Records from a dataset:
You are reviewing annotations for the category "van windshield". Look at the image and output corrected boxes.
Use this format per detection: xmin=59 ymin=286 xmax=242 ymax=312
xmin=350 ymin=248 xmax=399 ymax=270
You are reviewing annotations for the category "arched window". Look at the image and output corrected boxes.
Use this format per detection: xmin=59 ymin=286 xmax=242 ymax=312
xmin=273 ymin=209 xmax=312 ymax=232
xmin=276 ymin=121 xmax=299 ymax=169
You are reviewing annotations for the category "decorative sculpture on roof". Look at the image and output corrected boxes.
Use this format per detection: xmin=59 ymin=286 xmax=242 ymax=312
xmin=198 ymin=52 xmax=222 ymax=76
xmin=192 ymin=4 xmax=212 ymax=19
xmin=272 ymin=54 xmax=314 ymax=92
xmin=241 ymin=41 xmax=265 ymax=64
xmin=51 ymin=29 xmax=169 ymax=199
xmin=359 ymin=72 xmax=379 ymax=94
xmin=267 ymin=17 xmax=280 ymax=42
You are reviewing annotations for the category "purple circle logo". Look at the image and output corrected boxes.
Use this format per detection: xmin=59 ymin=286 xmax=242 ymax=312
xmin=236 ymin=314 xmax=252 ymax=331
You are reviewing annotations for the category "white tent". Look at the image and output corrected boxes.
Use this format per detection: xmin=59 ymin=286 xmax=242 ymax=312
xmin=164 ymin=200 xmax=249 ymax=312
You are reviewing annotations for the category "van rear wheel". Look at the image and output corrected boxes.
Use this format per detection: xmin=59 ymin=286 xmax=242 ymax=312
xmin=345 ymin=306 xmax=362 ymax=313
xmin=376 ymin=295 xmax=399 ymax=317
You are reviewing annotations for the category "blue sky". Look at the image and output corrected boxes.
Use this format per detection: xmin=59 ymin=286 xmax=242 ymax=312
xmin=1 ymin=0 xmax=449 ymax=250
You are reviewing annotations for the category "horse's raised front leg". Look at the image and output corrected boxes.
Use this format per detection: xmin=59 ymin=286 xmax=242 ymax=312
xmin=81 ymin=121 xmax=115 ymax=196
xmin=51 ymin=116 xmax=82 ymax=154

* _EXERCISE OBJECTIVE_
Your reply must be one number: the count of lines in the records above that contain the string "Look".

* _ANSWER BOX_
8